| Stated goal |
Skip the pictures and extract all of the lines exactly as written.

| Material provided |
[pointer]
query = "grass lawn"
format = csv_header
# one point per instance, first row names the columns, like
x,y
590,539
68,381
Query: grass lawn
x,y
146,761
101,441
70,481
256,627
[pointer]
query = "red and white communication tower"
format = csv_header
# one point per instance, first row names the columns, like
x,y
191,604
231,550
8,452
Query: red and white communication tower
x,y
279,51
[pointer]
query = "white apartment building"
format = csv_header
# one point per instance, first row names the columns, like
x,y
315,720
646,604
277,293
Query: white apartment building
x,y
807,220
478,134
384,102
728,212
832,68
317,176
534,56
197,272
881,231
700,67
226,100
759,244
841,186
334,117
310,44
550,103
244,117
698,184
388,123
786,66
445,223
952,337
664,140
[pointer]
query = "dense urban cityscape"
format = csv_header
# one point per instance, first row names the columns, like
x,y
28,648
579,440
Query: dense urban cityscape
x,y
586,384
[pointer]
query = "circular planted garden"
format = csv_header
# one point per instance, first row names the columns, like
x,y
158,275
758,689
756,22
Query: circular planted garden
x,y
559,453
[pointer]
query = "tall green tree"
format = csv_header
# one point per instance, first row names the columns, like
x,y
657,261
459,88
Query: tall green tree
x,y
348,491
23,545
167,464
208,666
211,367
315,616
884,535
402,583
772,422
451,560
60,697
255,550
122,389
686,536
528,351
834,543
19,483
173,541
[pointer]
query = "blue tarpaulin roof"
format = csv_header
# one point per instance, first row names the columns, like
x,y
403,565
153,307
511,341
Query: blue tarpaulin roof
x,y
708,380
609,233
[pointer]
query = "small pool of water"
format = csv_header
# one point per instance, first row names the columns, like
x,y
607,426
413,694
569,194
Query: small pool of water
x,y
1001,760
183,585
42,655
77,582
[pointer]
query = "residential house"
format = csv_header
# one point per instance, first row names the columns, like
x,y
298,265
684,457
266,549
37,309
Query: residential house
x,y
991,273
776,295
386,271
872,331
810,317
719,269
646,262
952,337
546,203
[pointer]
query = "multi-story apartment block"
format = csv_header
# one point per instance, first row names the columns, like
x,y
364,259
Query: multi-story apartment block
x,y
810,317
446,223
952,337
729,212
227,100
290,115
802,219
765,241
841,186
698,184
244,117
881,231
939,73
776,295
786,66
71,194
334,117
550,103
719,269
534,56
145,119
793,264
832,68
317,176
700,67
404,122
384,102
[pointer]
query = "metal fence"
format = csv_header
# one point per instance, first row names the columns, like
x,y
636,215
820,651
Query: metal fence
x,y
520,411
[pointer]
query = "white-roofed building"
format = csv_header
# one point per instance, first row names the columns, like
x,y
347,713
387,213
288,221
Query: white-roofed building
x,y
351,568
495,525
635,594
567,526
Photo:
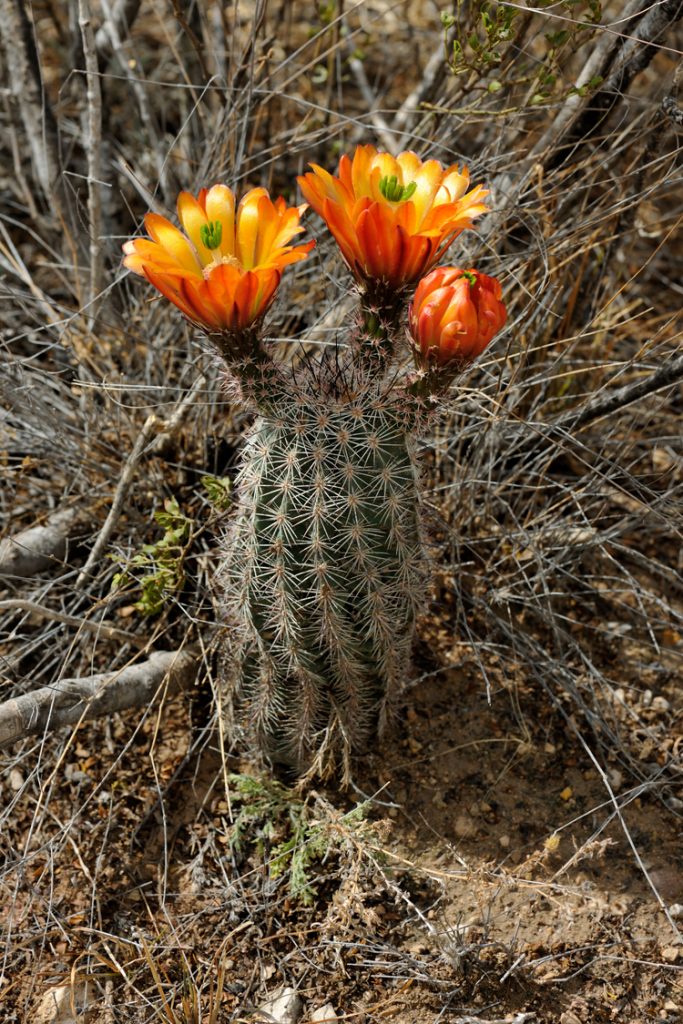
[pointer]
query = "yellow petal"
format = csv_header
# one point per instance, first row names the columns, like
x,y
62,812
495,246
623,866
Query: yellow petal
x,y
193,218
246,233
173,242
220,207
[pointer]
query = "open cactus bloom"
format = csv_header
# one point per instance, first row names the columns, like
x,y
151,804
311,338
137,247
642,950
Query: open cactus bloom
x,y
392,217
454,316
223,271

| Answer for the task |
[pointer]
query = "grass lawn"
format = csv_header
# one point per instance, first row names the columns, like
x,y
590,539
68,381
Query: grass lawn
x,y
146,761
101,441
70,481
256,627
[pointer]
query = "red and white communication tower"
format = csv_header
# one point per instance, first row names the columns, like
x,y
191,604
231,550
8,452
Query: red and white communication tower
x,y
279,51
[pointer]
query = "white apartment building"
format = csv_header
# one point per instance, first row names the columns, like
x,y
315,720
646,604
277,293
Query: white apartment building
x,y
807,220
478,134
384,102
728,212
832,68
317,176
534,56
197,272
881,231
700,67
226,100
759,244
841,186
334,117
310,44
550,103
244,117
698,184
388,123
786,66
445,223
952,337
664,140
[pointer]
query = "dense urban cityscape"
format = csv_header
# one point per instance, first row names the columns, like
x,y
28,648
579,440
Query: dense urban cityscape
x,y
586,384
[pointer]
query = "circular planted garden"
format = csv_header
# one point per instance, first row names the columns, like
x,y
158,275
758,689
756,22
Query: circular planted garden
x,y
559,453
[pointer]
query = "tall green tree"
format = csv_header
# one point per instance, first row names the columns, like
x,y
657,261
459,88
Query: tall green tree
x,y
348,491
23,545
167,464
208,666
211,367
315,616
884,535
402,583
772,422
451,560
60,697
255,550
122,389
686,536
528,351
834,543
19,483
173,541
[pointer]
query = "blue tarpaulin roof"
format = csv_header
# one point per instance, first row names the columns, like
x,y
403,565
153,307
511,341
Query: blue tarpaulin roof
x,y
708,380
609,233
[pointer]
query = "small pool of water"
format = csv_header
# one point per instance, first row names the columns, like
x,y
607,426
413,694
569,194
Query: small pool of water
x,y
1001,760
183,585
42,655
77,582
[pointer]
query = "residential house"
format = csv_header
# one point per instance, first row names the columns, like
x,y
298,265
684,457
266,549
37,309
Query: residential house
x,y
991,273
776,295
386,271
872,331
810,317
719,269
646,262
952,337
546,203
[pointer]
query = "multi-story apartment block"
format = csv_header
# one point per instance, first row names the columns, like
x,y
364,259
Query: multi-story apartment block
x,y
810,317
446,223
952,337
729,212
227,100
290,115
802,219
765,241
841,186
698,184
244,117
881,231
939,73
776,295
786,66
71,194
334,117
550,103
719,269
534,56
145,119
793,264
832,68
317,176
700,67
404,122
384,102
[pointer]
query = "metal fence"
format = csv_header
# one point per instance, first row names the columns, like
x,y
636,215
820,651
Query: metal fence
x,y
520,411
[pointer]
query = "white-roofed building"
format = csv_header
# one point per instance, first row names the columns, like
x,y
347,713
387,213
288,221
Query: white-roofed building
x,y
351,568
495,525
635,594
567,526
Photo:
[pointer]
query = "yellow petal"
format = csv_header
# one point per instance, first row names the columns, like
x,y
62,812
495,246
623,866
Query: yellow petal
x,y
193,218
246,233
173,242
220,207
[pointer]
query = "open cactus bloom"
format = csv_header
# one point per instance, first row names the columns, like
x,y
151,804
311,338
137,247
642,950
Query: open cactus bloom
x,y
392,217
454,316
223,271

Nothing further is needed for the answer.